** begin SUPPLIED INFORMATION **

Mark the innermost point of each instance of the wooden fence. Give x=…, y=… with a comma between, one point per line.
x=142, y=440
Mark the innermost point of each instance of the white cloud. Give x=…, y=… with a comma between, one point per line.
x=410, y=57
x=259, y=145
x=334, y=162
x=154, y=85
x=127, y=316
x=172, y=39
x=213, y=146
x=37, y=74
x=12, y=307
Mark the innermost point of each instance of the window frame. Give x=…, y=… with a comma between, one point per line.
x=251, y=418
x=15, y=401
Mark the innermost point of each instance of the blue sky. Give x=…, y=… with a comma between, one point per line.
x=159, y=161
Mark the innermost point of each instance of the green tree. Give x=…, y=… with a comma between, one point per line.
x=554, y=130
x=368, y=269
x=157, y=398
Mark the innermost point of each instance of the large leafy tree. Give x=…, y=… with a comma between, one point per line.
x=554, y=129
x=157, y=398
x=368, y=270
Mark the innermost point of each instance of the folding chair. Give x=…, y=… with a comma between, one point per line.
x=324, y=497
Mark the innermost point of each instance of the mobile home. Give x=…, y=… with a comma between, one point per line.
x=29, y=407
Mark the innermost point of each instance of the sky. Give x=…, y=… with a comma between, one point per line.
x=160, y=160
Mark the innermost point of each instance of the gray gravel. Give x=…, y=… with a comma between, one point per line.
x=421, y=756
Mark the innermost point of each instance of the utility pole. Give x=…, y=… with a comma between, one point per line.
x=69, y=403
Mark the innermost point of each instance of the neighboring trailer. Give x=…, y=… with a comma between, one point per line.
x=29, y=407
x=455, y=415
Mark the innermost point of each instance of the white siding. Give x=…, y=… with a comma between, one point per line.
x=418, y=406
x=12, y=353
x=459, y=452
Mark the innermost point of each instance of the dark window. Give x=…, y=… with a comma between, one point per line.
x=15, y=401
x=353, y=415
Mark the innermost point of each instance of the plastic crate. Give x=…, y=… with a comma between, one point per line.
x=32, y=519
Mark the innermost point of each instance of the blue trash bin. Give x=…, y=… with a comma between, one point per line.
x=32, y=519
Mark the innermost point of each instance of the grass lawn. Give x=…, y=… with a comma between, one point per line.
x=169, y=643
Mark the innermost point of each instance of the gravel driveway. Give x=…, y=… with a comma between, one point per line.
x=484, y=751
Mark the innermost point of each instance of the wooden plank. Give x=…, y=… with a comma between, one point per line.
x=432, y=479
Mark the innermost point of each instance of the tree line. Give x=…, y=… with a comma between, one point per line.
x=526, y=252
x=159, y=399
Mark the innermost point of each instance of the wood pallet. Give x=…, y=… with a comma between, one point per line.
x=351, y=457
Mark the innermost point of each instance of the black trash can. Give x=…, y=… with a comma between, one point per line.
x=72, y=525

** end SUPPLIED INFORMATION **

> WHAT YOU SHOULD DO
Write out the lines of the data file from the line with "Mark the innermost point of each instance of the folding" up to and including the line with "x=459, y=452". Multiply every coordinate in the answers by 1.9, round to whole numbers with halves going up, and keep the requests unchanged.

> FINISHED EXERCISE
Mark the innermost point of each instance of the folding chair. Give x=…, y=… with a comma between, one point per line.
x=616, y=944
Mark the innermost point of each instance of the mobile home. Give x=…, y=… with a comma between, one point per line.
x=55, y=773
Mark the innermost point of each instance of the sky. Give x=…, y=… with a comma between, one point per line.
x=304, y=304
Mark the innermost point of each instance of the gray gravel. Give x=…, y=… with a comma between, one point per line.
x=800, y=1436
Mark the innermost point of each instance of the utility pole. Give x=…, y=… with a comma between, one point per line.
x=131, y=766
Mark the innermost point of each instance of the neighboring trailer. Give x=…, y=… with a comma between, one point per line.
x=55, y=773
x=865, y=789
Mark the innermost point of each instance of the white siding. Give x=…, y=… with a comma between, one point per line.
x=794, y=771
x=23, y=671
x=872, y=859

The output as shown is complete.